◆ ACTIVITY ◆
Give every line of the records exactly, please, from the first up to and including the one containing "Indicate one point per instance of the crumbled".

Natural language region descriptions:
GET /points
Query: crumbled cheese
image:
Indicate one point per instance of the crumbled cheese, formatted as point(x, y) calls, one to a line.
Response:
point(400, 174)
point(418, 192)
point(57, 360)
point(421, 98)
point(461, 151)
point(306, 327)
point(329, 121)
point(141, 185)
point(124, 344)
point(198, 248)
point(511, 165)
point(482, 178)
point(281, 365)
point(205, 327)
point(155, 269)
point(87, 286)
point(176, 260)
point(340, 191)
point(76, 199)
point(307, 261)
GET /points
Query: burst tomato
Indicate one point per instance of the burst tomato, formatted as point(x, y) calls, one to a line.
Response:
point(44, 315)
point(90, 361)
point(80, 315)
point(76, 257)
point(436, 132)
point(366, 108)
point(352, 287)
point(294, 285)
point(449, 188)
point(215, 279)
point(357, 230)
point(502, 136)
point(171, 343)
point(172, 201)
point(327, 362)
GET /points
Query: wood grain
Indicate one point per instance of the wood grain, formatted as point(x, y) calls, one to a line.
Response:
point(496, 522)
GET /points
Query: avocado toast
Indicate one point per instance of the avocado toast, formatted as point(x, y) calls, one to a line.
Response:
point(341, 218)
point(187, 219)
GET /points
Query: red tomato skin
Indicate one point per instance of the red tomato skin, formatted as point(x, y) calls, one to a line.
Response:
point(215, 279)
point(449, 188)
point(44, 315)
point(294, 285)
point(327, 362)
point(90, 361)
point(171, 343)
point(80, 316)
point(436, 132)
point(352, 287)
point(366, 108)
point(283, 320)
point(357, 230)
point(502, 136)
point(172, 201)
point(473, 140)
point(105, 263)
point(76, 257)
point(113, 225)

◆ EXERCISE ANSWER ◆
GET /points
Query: crumbled cheese
image:
Indicate one point per instance of the crumbled cheese, formatted as point(x, y) calls, one to a line.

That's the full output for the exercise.